Provided passage:
• • •

Professor's Wednesday Piano Recital Features Transcriptions and Works of Bach, Mozart and Stravinsky
March 3, 2006
March 3, 2006, Greencastle, Ind. - Claude Cymerman, pianist and professor in the DePauw University School of Music, will perform a solo recital on Wednesday, March 8 at 7:30 p.m. in Thompson Recital Hall. The event, which is free and open to the public, will feature works by Mozart, transcriptions of several pieces by J.S. Bach as well as Professor Cymerman's own transcription of Igor Stravinsky's notorious Rite of Spring.
The evening program will begin with Wolfgang Amadeus Mozart's Fantasy in D minor, celebrating the composer's 250th birthday and inexplicable genius. The remainder of the program will focus on the genre of the piano transcription, an art form celebrated over the years by countless piano virtuosos. Included in this segment of the program will be Italian piano virituoso Ferrucio Busoni's transcription of J.S. Bach's "Intermezzo" from Toccata in C major for Organ as well as Leopold Godowsky's transcription the master's "Andante" from the Second Sonata for Solo Violin. The final Bach work of this set is French pianist and composer Marcel Mercier’s arrangement of the choral In Frieden Weiden die Schäfe."

• • •

Input data:
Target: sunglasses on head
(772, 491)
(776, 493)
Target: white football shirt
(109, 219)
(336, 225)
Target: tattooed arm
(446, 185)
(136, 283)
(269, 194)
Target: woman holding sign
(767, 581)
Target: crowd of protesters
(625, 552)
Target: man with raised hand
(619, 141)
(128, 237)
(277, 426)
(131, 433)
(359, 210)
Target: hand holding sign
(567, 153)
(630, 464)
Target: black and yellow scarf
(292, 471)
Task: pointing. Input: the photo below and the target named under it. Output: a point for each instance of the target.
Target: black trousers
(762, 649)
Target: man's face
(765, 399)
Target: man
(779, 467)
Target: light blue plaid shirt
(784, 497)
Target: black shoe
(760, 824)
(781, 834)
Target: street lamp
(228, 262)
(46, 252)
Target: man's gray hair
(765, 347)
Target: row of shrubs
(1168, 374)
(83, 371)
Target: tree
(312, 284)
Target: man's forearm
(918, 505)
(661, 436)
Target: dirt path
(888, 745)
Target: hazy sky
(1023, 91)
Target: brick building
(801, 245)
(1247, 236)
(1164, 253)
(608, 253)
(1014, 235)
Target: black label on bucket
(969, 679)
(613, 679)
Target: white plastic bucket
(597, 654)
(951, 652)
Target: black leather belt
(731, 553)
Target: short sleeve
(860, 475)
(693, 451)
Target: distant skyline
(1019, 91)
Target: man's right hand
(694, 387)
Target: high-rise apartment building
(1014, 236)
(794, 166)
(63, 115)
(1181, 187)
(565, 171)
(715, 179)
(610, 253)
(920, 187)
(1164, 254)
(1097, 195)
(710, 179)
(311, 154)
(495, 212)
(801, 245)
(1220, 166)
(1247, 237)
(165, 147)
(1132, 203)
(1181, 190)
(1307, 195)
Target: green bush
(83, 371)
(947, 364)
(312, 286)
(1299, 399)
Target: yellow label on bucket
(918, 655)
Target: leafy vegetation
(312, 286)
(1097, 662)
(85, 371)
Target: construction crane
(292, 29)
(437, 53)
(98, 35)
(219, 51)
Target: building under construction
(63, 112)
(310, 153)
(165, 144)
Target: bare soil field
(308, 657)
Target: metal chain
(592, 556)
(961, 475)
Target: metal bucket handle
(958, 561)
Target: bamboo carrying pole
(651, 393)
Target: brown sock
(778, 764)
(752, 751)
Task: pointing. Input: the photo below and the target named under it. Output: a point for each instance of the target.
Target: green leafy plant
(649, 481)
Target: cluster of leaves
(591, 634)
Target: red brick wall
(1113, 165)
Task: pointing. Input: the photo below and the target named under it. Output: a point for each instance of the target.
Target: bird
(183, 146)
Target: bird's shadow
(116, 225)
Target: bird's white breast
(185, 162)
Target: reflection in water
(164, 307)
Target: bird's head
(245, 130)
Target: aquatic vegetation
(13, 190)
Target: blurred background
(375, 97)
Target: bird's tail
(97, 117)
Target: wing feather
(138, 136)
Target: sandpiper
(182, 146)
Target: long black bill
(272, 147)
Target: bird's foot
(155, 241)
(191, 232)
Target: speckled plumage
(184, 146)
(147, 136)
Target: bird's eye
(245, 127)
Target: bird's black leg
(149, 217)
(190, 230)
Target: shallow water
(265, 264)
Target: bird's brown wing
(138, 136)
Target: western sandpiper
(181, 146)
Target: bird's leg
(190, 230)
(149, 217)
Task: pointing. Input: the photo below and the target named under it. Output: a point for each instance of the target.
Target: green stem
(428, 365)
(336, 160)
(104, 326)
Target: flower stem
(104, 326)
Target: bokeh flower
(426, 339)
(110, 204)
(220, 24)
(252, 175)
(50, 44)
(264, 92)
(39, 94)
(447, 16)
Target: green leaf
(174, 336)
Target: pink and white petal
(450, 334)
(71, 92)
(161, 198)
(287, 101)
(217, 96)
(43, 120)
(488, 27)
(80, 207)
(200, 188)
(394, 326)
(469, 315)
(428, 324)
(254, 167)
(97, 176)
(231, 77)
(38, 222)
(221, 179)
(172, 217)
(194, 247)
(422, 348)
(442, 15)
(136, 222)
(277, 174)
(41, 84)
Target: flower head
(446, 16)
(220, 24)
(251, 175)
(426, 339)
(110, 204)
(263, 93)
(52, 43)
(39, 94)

• • •

Questions to answer:
a. In the recital announcement, copy everything from "Professor's Wednesday Piano" down to "Rite of Spring.", substituting "Thursday" for "Wednesday" wherever it appears.
b. According to the recital announcement, which Mozart work opens the evening program?
The lines after the recital announcement are separate material and unrelated to it.

Task-by-task answers:
a.
Professor's Thursday Piano Recital Features Transcriptions and Works of Bach, Mozart and Stravinsky
March 3, 2006
March 3, 2006, Greencastle, Ind. - Claude Cymerman, pianist and professor in the DePauw University School of Music, will perform a solo recital on Thursday, March 8 at 7:30 p.m. in Thompson Recital Hall. The event, which is free and open to the public, will feature works by Mozart, transcriptions of several pieces by J.S. Bach as well as Professor Cymerman's own transcription of Igor Stravinsky's notorious Rite of Spring.

b. Mozart's Fantasy in D minor